Tutorial | Crawl budget prediction for enhanced SEO (OnCrawl plugin)#

Note

This content was last updated using Dataiku 11.

We’re pleased to share that Dataiku has published an OnCrawl plugin.

At OnCrawl, we are convinced that data science, like technical SEO, is essential to strategic decision-making in forward-looking companies today. The complexity of today’s markets, the sheer volume of data available affecting SEO, the growing opacity of search engine ranking algorithms, and the ability to easily manipulate and analyze data now makes the difference between SEO as a marketing tool, and SEO as an executive-level strategy.

The search market is getting more and more competitive. It is thus important to optimize your crawl budget - a budget allowed by Google to analyze and rank your website - in order to focus on the right SEO projects and to increase conversions. In this article, we are going to explain how to easily deploy a method to predict your crawl budget.
==========
Written request 1 →
Return every line of the records below that contains the word "facade". Case counts.

Dataset rows →
==========
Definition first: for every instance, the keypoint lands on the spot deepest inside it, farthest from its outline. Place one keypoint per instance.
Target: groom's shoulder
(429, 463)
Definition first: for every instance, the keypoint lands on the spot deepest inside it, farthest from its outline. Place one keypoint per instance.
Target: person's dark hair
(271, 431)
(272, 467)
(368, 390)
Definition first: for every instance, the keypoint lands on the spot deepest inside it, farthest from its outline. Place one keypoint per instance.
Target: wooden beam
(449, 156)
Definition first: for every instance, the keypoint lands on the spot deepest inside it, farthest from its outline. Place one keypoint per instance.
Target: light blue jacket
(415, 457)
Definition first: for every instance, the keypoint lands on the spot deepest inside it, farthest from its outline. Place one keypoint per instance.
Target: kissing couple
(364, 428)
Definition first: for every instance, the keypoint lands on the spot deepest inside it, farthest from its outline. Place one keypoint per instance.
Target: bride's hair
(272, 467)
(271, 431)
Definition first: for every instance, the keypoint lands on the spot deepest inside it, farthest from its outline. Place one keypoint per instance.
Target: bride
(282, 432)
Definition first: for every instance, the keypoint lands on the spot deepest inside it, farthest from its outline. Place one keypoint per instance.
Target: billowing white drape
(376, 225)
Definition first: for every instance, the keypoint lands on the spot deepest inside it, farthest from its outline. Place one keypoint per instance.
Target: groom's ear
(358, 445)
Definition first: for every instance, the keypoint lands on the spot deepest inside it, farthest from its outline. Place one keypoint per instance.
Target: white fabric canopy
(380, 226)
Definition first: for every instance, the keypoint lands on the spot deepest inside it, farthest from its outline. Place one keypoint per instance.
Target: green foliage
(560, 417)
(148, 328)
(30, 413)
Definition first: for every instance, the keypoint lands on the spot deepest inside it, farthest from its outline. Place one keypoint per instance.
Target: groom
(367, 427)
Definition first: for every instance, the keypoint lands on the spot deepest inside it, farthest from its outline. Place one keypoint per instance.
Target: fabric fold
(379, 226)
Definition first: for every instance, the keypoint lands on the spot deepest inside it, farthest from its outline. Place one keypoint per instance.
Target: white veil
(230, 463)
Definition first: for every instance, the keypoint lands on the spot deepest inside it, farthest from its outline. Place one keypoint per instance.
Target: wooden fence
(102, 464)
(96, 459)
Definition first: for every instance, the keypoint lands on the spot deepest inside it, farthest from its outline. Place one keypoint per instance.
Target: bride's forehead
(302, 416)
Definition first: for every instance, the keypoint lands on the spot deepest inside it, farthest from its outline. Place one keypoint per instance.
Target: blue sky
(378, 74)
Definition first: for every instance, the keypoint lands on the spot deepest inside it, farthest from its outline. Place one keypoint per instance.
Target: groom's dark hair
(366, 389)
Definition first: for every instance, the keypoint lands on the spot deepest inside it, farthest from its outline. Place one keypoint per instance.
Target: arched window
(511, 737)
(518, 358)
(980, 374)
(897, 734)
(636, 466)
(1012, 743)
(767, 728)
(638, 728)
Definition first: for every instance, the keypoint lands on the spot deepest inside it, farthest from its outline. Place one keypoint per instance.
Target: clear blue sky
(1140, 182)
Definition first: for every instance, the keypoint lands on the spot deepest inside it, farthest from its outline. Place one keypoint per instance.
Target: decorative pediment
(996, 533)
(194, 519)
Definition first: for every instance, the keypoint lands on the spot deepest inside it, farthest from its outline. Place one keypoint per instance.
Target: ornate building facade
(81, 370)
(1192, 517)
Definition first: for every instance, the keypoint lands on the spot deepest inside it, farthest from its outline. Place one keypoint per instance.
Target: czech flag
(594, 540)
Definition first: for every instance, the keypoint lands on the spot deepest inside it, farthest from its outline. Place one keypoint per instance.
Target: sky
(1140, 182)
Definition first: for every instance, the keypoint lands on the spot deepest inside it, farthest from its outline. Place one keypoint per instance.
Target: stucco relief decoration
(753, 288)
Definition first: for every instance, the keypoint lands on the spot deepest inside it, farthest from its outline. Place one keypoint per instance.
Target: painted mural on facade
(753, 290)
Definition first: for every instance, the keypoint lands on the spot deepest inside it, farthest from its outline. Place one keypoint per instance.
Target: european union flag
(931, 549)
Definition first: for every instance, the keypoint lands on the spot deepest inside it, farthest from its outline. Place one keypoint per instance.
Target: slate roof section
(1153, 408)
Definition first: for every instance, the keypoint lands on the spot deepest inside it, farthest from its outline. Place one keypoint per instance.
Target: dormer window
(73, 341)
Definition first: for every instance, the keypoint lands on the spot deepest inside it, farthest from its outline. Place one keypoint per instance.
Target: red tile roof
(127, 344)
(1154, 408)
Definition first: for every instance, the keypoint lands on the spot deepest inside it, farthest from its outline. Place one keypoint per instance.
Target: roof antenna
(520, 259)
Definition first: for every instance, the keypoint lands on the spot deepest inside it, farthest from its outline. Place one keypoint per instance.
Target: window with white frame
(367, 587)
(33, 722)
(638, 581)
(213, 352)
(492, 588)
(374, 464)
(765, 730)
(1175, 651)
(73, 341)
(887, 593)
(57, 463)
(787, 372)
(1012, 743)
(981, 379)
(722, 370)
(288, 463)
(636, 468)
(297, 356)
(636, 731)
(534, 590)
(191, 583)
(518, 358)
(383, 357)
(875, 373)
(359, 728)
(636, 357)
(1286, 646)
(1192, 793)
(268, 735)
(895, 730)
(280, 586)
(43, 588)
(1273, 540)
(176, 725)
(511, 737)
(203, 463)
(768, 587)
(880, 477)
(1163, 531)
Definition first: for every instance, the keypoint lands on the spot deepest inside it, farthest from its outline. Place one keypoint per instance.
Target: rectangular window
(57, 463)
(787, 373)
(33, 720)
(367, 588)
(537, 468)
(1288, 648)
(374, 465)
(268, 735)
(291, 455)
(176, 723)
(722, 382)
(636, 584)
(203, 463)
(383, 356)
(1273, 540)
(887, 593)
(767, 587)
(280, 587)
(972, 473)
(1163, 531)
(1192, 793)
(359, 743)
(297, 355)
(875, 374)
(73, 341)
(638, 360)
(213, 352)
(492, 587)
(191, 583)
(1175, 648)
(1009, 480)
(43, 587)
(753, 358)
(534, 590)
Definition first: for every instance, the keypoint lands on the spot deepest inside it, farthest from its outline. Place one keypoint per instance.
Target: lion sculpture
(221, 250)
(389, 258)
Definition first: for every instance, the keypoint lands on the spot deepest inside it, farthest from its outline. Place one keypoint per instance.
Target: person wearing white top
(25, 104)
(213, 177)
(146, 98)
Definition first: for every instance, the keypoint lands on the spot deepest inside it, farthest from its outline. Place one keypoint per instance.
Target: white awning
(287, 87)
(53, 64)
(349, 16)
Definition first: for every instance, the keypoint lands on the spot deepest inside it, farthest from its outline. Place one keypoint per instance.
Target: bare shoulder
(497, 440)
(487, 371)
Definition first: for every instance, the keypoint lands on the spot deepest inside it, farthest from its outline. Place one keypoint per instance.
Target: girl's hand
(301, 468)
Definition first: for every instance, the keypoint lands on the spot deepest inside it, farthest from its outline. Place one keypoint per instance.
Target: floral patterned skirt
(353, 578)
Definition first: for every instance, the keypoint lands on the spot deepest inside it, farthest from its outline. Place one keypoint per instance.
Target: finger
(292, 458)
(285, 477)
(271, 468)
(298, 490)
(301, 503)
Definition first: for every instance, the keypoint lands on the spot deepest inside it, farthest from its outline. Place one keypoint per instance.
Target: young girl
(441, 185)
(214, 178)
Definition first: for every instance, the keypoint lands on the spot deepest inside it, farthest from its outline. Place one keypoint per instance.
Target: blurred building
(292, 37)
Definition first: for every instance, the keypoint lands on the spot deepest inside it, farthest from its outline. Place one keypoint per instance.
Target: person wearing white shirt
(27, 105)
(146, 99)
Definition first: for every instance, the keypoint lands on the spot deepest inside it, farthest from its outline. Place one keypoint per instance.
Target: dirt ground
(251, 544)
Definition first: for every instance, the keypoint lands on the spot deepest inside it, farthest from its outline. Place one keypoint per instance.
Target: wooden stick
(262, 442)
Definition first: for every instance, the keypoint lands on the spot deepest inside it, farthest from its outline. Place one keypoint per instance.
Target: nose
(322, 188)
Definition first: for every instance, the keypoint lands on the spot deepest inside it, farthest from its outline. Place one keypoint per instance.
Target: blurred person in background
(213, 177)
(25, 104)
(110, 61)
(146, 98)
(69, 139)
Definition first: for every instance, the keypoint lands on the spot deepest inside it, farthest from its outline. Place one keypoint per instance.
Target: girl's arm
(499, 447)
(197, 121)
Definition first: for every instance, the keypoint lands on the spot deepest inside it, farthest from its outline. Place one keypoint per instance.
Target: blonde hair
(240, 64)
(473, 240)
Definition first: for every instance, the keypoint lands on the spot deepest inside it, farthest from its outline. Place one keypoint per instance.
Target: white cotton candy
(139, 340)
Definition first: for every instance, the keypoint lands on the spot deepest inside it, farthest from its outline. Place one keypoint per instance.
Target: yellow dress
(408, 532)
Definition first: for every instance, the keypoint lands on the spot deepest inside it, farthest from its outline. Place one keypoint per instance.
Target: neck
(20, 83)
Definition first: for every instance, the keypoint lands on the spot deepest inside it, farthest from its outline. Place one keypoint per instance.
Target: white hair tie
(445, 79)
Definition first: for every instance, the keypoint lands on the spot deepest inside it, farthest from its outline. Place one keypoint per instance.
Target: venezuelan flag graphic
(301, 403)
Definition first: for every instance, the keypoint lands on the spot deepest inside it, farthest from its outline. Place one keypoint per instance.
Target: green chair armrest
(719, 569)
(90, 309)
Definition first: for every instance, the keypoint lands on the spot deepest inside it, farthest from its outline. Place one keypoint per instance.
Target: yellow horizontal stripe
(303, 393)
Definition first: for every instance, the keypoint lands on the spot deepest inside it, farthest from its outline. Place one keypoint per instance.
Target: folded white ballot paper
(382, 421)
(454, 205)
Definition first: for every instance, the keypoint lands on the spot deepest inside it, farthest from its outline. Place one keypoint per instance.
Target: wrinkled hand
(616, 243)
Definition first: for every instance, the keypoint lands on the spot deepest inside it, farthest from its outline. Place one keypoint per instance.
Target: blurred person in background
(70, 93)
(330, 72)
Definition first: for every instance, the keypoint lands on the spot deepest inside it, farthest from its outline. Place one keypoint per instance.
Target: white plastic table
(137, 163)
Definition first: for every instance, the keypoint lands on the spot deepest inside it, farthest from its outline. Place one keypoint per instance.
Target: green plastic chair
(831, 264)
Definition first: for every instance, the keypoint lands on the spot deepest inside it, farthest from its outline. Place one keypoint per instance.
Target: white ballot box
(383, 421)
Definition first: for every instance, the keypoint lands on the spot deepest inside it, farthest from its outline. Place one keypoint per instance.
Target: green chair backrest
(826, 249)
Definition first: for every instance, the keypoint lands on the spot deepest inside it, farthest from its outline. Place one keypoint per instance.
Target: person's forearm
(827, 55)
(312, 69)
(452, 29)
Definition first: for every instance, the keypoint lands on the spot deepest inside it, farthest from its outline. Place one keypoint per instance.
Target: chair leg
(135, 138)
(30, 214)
==========
Written request 2 →
From the crawl budget tutorial, print the part that opens with the words containing "Tutorial | Crawl" and closes with "an executive-level strategy.".

Exercise response 1 →
Target: ornate building facade
Target: painted mural on facade

Exercise response 2 →
Tutorial | Crawl budget prediction for enhanced SEO (OnCrawl plugin)#

Note

This content was last updated using Dataiku 11.

We’re pleased to share that Dataiku has published an OnCrawl plugin.

At OnCrawl, we are convinced that data science, like technical SEO, is essential to strategic decision-making in forward-looking companies today. The complexity of today’s markets, the sheer volume of data available affecting SEO, the growing opacity of search engine ranking algorithms, and the ability to easily manipulate and analyze data now makes the difference between SEO as a marketing tool, and SEO as an executive-level strategy.